Below are entries; copy exactly the lines from the one with "An <instance> block describes" through the one with "box: [39, 102, 446, 247]", both included, and leave out the rest.
========================================
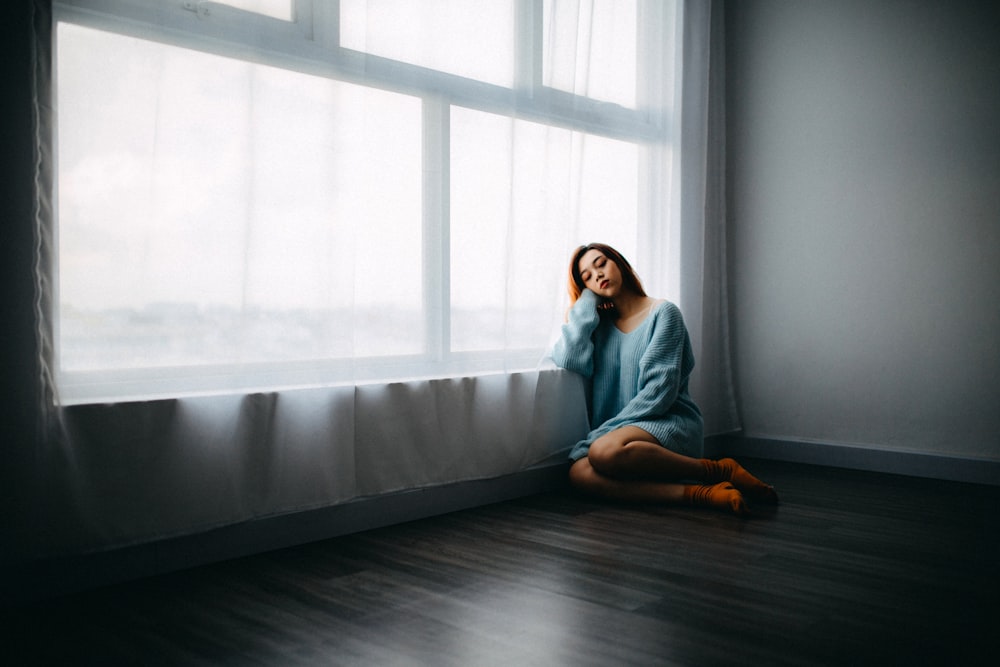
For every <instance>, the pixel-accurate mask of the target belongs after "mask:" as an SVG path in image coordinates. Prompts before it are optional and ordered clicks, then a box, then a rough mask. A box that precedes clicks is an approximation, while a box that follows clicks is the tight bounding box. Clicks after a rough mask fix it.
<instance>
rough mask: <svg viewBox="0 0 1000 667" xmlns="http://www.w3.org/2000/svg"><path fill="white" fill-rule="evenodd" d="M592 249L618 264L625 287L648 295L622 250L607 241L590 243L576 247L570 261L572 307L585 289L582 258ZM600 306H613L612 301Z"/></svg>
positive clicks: (569, 296) (637, 292) (570, 301)
mask: <svg viewBox="0 0 1000 667" xmlns="http://www.w3.org/2000/svg"><path fill="white" fill-rule="evenodd" d="M591 250H597V251H599V252H601V253H602V254H603V255H604V256H605V257H607V258H608V259H610V260H611V261H612V262H614V263H615V264H616V265H618V270H619V271H621V274H622V283H623V287H625V288H626V289H629V290H631V291H633V292H635V293H636V294H638V295H639V296H646V290H644V289H643V288H642V282H640V281H639V276H637V275H636V274H635V269H633V268H632V265H631V264H629V263H628V260H627V259H625V257H624V256H623V255H622V254H621V253H620V252H618V251H617V250H615V249H614V248H612V247H611V246H609V245H607V244H605V243H588V244H587V245H582V246H580V247H579V248H577V249H576V251H575V252H574V253H573V259H572V260H571V261H570V263H569V305H570V307H571V308H572V307H573V304H574V303H576V300H577V299H579V298H580V295H581V294H583V290H584V284H583V277H582V276H581V275H580V259H581V258H582V257H583V256H584V255H585V254H587V253H588V252H590V251H591ZM600 307H601V308H602V309H603V310H611V309H612V308H613V306H612V305H611V303H610V302H606V303H604V304H601V306H600Z"/></svg>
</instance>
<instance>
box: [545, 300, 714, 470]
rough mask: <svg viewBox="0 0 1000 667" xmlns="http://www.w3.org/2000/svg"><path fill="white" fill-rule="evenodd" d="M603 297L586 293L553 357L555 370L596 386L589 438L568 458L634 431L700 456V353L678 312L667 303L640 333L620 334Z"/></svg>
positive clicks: (644, 326) (619, 331) (652, 318)
mask: <svg viewBox="0 0 1000 667" xmlns="http://www.w3.org/2000/svg"><path fill="white" fill-rule="evenodd" d="M598 302H599V298H598V296H597V295H596V294H594V292H592V291H590V290H584V292H583V294H581V295H580V298H579V299H578V300H577V302H576V303H575V304H574V305H573V308H572V309H571V310H570V313H569V319H568V321H567V323H566V324H564V325H563V328H562V337H561V338H560V339H559V341H558V342H557V343H556V345H555V348H554V349H553V351H552V359H553V361H555V363H556V364H557V365H559V366H561V367H563V368H565V369H567V370H571V371H574V372H576V373H579V374H580V375H583V376H584V377H585V378H587V379H588V380H590V386H589V397H590V398H589V400H590V405H589V406H588V408H589V412H590V427H591V429H592V430H591V432H590V433H589V434H588V435H587V437H586V438H584V439H583V440H581V441H580V442H578V443H577V444H576V445H575V446H574V447H573V449H572V450H571V451H570V455H569V457H570V459H572V460H574V461H575V460H577V459H580V458H582V457H584V456H586V454H587V451H588V450H589V448H590V445H591V443H592V442H594V440H596V439H597V438H599V437H601V436H602V435H604V434H605V433H610V432H611V431H613V430H615V429H618V428H621V427H622V426H627V425H632V426H638V427H639V428H641V429H643V430H645V431H647V432H649V433H650V434H652V435H653V436H654V437H655V438H656V439H657V440H659V441H660V444H661V445H663V446H664V447H666V448H668V449H671V450H673V451H675V452H678V453H680V454H685V455H687V456H695V457H700V456H701V455H702V431H703V424H702V419H701V412H700V411H699V410H698V406H697V405H695V403H694V401H692V400H691V395H690V394H689V393H688V377H689V376H690V375H691V369H692V368H694V353H693V352H692V350H691V341H690V339H689V337H688V333H687V328H686V327H685V326H684V318H683V317H682V316H681V312H680V310H679V309H678V308H677V306H675V305H674V304H672V303H670V302H669V301H665V302H663V303H661V304H660V305H658V306H657V307H656V308H654V309H653V310H652V312H650V313H649V315H647V316H646V319H645V320H644V321H643V322H642V324H640V325H639V327H638V328H636V329H635V330H633V331H631V332H629V333H627V334H626V333H622V332H621V330H619V329H618V327H616V326H615V324H614V322H613V321H612V319H611V318H610V317H601V315H600V314H599V313H598V311H597V304H598Z"/></svg>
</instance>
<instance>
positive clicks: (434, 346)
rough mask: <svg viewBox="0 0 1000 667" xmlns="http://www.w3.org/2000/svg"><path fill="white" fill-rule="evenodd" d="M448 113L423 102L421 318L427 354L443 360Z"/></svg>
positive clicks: (447, 296) (446, 263)
mask: <svg viewBox="0 0 1000 667" xmlns="http://www.w3.org/2000/svg"><path fill="white" fill-rule="evenodd" d="M450 131H451V128H450V111H449V105H448V103H447V102H446V101H445V100H444V99H442V98H440V97H425V98H424V103H423V153H424V155H423V164H424V173H423V190H424V196H423V232H424V233H423V246H424V247H423V251H424V314H425V315H424V317H425V320H424V321H425V341H426V346H427V352H428V355H429V356H430V358H431V359H432V360H434V361H438V362H440V361H444V360H445V359H447V357H448V353H449V350H450V348H451V340H450V339H451V282H450V276H449V274H450V244H451V241H450V236H451V234H450V211H449V209H450V206H449V204H450V183H449V171H450V165H449V162H450V145H451V142H450V140H449V134H450Z"/></svg>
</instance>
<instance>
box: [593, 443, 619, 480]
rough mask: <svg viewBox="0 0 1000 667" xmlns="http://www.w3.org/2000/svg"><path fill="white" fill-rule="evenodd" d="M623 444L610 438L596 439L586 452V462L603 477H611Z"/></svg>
mask: <svg viewBox="0 0 1000 667" xmlns="http://www.w3.org/2000/svg"><path fill="white" fill-rule="evenodd" d="M624 446H625V443H624V442H619V441H617V440H616V439H612V438H607V437H604V438H598V439H597V440H595V441H594V442H593V443H591V445H590V449H589V450H588V451H587V460H588V461H589V462H590V465H591V466H593V468H594V470H598V471H600V472H602V473H604V474H605V475H613V474H614V472H615V469H616V467H617V465H616V461H617V459H618V457H619V456H620V455H621V452H622V449H623V448H624Z"/></svg>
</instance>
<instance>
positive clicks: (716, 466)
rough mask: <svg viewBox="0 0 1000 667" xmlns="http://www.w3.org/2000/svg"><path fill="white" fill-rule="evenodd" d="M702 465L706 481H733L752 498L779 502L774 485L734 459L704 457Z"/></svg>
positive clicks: (733, 484) (746, 493)
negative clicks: (774, 488)
mask: <svg viewBox="0 0 1000 667" xmlns="http://www.w3.org/2000/svg"><path fill="white" fill-rule="evenodd" d="M702 466H703V467H704V469H705V478H704V479H705V481H706V482H709V483H711V482H732V484H733V486H735V487H736V488H737V489H739V490H740V491H741V492H743V493H744V494H746V496H747V497H748V498H750V499H751V500H759V501H762V502H767V503H772V504H774V503H777V502H778V494H777V493H776V492H775V490H774V487H773V486H771V485H770V484H765V483H764V482H762V481H760V480H759V479H757V478H756V477H754V476H753V475H751V474H750V473H749V472H747V469H746V468H744V467H743V466H741V465H740V464H739V463H737V462H736V460H734V459H728V458H727V459H720V460H718V461H713V460H711V459H702Z"/></svg>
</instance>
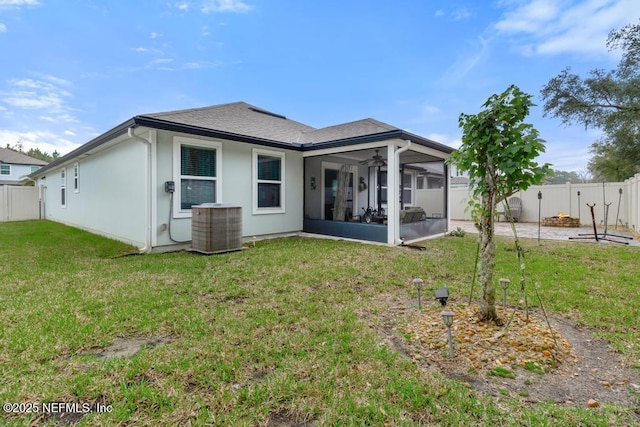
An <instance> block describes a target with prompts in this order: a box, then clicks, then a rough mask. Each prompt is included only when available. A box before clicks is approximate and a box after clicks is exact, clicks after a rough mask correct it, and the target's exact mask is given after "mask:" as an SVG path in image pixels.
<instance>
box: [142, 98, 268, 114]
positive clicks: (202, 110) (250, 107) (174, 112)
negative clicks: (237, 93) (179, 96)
mask: <svg viewBox="0 0 640 427" xmlns="http://www.w3.org/2000/svg"><path fill="white" fill-rule="evenodd" d="M230 105H246V106H247V107H248V108H252V107H253V108H258V107H255V106H253V105H251V104H247V103H246V102H244V101H235V102H227V103H224V104H214V105H207V106H205V107H196V108H185V109H182V110H171V111H160V112H158V113H145V114H139V116H156V117H157V116H168V115H171V114H181V113H188V112H192V111H204V110H210V109H213V108H219V107H228V106H230Z"/></svg>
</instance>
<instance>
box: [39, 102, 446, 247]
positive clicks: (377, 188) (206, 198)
mask: <svg viewBox="0 0 640 427" xmlns="http://www.w3.org/2000/svg"><path fill="white" fill-rule="evenodd" d="M452 151H453V149H452V148H450V147H447V146H445V145H442V144H439V143H437V142H435V141H432V140H429V139H427V138H423V137H420V136H418V135H414V134H411V133H409V132H406V131H404V130H401V129H398V128H396V127H393V126H390V125H388V124H385V123H382V122H379V121H377V120H373V119H363V120H359V121H355V122H350V123H344V124H340V125H336V126H330V127H326V128H322V129H316V128H313V127H311V126H308V125H305V124H303V123H299V122H296V121H294V120H291V119H289V118H287V117H285V116H283V115H280V114H276V113H273V112H270V111H267V110H264V109H261V108H258V107H255V106H252V105H249V104H246V103H244V102H236V103H230V104H223V105H216V106H212V107H206V108H196V109H188V110H180V111H170V112H164V113H155V114H143V115H138V116H135V117H133V118H131V119H129V120H127V121H125V122H124V123H122V124H120V125H118V126H116V127H114V128H113V129H111V130H109V131H107V132H106V133H104V134H102V135H100V136H98V137H97V138H95V139H93V140H91V141H89V142H87V143H86V144H84V145H82V146H81V147H79V148H77V149H76V150H74V151H72V152H71V153H69V154H67V155H65V156H63V157H60V158H58V159H56V160H55V161H53V162H51V163H50V164H48V165H47V166H45V167H43V168H42V169H39V170H38V171H35V172H34V173H32V174H31V178H33V179H35V180H37V182H38V185H40V186H41V187H42V189H41V190H42V191H41V194H42V199H43V200H42V205H43V206H44V217H45V218H46V219H50V220H54V221H58V222H62V223H65V224H69V225H72V226H75V227H79V228H83V229H86V230H90V231H92V232H95V233H98V234H102V235H105V236H109V237H112V238H115V239H118V240H122V241H125V242H128V243H131V244H134V245H136V246H138V247H139V248H140V250H141V251H143V252H144V251H165V250H174V249H176V248H179V247H185V246H188V244H189V241H190V239H191V215H192V209H191V207H192V206H194V205H198V204H202V203H210V202H214V203H228V204H232V205H236V206H240V207H241V208H242V234H243V236H244V237H245V238H253V237H254V236H265V235H277V234H281V233H292V232H300V231H306V232H311V233H320V234H327V235H336V236H342V237H348V238H356V239H364V240H372V241H379V242H382V243H388V244H398V243H401V242H402V241H405V242H408V241H411V240H415V239H419V238H420V239H421V238H425V237H428V236H431V235H435V234H439V233H443V232H444V231H445V230H446V229H447V226H448V219H447V218H448V191H447V188H448V176H449V173H448V170H447V169H448V168H447V165H446V164H445V163H444V161H445V159H447V158H448V157H449V155H450V153H451V152H452ZM338 187H340V188H338ZM389 188H397V189H398V191H388V189H389ZM403 209H404V210H407V209H413V210H414V211H415V210H417V209H422V213H423V214H421V215H419V218H418V215H409V216H407V215H403V219H402V220H401V214H402V212H401V211H402V210H403ZM336 210H337V212H339V213H338V214H337V217H336V218H335V219H336V221H334V213H335V211H336ZM365 212H369V214H368V215H365ZM343 214H344V216H343ZM408 218H410V219H408Z"/></svg>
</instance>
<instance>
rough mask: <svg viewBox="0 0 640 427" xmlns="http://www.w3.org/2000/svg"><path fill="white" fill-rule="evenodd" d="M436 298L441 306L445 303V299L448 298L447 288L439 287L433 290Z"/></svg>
mask: <svg viewBox="0 0 640 427" xmlns="http://www.w3.org/2000/svg"><path fill="white" fill-rule="evenodd" d="M433 293H434V295H435V297H436V299H437V300H438V301H440V304H442V305H443V306H445V305H447V300H448V299H449V289H447V288H440V289H436V290H435V291H433Z"/></svg>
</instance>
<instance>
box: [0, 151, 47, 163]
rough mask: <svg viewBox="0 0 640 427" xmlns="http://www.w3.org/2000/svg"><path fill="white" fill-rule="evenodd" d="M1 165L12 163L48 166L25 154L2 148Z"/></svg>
mask: <svg viewBox="0 0 640 427" xmlns="http://www.w3.org/2000/svg"><path fill="white" fill-rule="evenodd" d="M0 163H11V164H14V165H34V166H44V165H46V164H47V162H45V161H44V160H40V159H34V158H33V157H29V156H27V155H26V154H24V153H20V152H18V151H13V150H9V149H8V148H0Z"/></svg>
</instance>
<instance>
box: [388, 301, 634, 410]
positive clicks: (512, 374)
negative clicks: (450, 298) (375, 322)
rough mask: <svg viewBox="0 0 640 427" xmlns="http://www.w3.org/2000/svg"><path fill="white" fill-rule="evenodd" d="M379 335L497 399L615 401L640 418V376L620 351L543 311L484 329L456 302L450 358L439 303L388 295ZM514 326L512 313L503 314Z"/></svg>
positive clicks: (599, 401)
mask: <svg viewBox="0 0 640 427" xmlns="http://www.w3.org/2000/svg"><path fill="white" fill-rule="evenodd" d="M383 304H384V305H385V306H386V310H382V314H381V315H380V317H378V320H379V323H378V326H377V330H378V333H379V335H380V336H381V337H383V338H384V341H385V343H386V344H387V345H388V346H390V347H391V348H393V349H394V350H396V351H397V352H398V353H399V354H401V355H405V356H407V357H409V358H410V359H412V361H414V363H416V365H418V366H420V367H422V368H424V369H435V370H437V371H439V372H441V373H442V374H444V375H446V376H448V377H450V378H454V379H457V380H460V381H463V382H465V383H467V384H468V385H469V386H471V387H473V388H474V389H476V390H478V391H481V392H484V393H488V394H490V395H493V396H500V397H508V398H517V399H520V400H521V401H522V402H523V404H533V403H538V402H554V403H556V404H562V405H571V406H579V407H587V406H600V405H603V404H615V405H619V406H622V407H625V408H629V412H635V416H637V417H638V419H639V420H640V410H639V409H638V408H640V377H639V376H638V375H637V373H636V372H634V371H632V370H631V369H629V368H628V367H627V366H625V364H624V362H623V361H622V359H621V358H620V357H619V354H617V353H615V352H614V351H612V350H611V348H610V347H609V345H608V344H607V343H606V342H605V341H603V340H601V339H599V338H597V337H596V336H594V335H593V334H592V333H591V332H590V331H589V330H588V329H587V328H585V327H581V326H577V325H575V324H574V323H573V322H571V321H570V320H568V319H565V318H562V317H560V316H557V315H555V314H550V317H549V323H550V324H551V327H552V329H551V330H549V327H548V325H547V323H546V320H545V319H544V317H543V316H542V314H543V313H542V312H541V311H538V310H533V311H531V312H530V318H529V322H527V321H526V319H524V313H521V311H520V310H518V311H516V315H515V316H514V317H513V319H512V321H511V323H510V324H509V328H508V331H507V332H506V333H504V328H503V327H497V326H495V325H489V324H482V322H478V321H477V317H476V316H475V315H474V314H475V313H474V311H475V309H474V306H473V303H472V304H471V306H468V305H467V304H466V303H465V304H456V302H455V301H452V302H451V303H450V304H449V305H447V307H446V308H447V309H448V310H452V311H454V312H455V313H456V317H455V321H454V325H453V327H452V338H453V345H454V358H453V359H450V358H449V348H448V344H447V330H446V327H445V326H444V323H443V321H442V318H441V316H440V312H441V311H442V309H443V307H441V306H440V305H439V304H437V303H429V304H427V305H423V309H422V311H418V310H417V307H416V302H415V301H413V300H412V301H409V300H402V299H399V298H397V297H395V296H394V297H391V296H387V297H384V301H383ZM499 313H500V314H501V317H502V318H503V320H504V321H505V323H506V321H508V320H509V317H510V315H511V313H512V310H510V309H509V308H507V310H505V311H499Z"/></svg>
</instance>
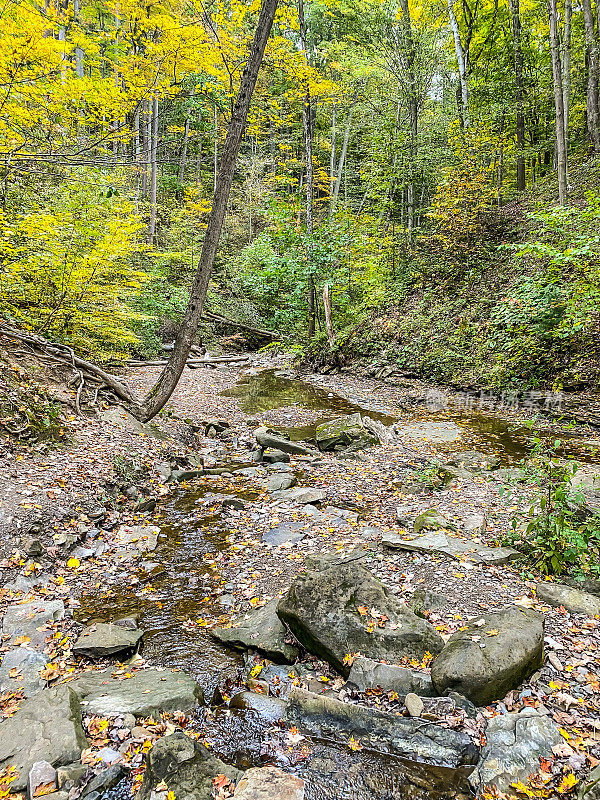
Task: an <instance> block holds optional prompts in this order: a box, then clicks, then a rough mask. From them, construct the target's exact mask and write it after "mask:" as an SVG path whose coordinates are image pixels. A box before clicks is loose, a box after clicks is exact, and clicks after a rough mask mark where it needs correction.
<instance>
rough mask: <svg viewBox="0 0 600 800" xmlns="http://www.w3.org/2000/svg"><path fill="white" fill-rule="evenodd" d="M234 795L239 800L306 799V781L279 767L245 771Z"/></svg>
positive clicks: (281, 799)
========================================
Task output:
An <instance> block describes a target with prompts in this order: a box, then clicks, then a rough mask. Each prompt is included only when available. A box before clicks is approximate and a box after clicks is exact, clicks after a rough mask correct it, and the target's exact mask is given after "mask:" as an SVG path in image pixels.
<instance>
box: [142, 98, 268, 114]
positive clicks: (202, 110) (250, 107) (174, 112)
negative clicks: (237, 93) (179, 96)
mask: <svg viewBox="0 0 640 427" xmlns="http://www.w3.org/2000/svg"><path fill="white" fill-rule="evenodd" d="M230 105H246V106H247V107H248V108H252V107H253V108H258V107H255V106H253V105H251V104H247V103H246V102H244V101H235V102H227V103H224V104H214V105H207V106H205V107H196V108H185V109H182V110H171V111H160V112H158V113H145V114H139V116H156V117H157V116H168V115H171V114H181V113H188V112H192V111H204V110H210V109H213V108H219V107H228V106H230Z"/></svg>
</instance>
<instance>
box: [39, 102, 446, 247]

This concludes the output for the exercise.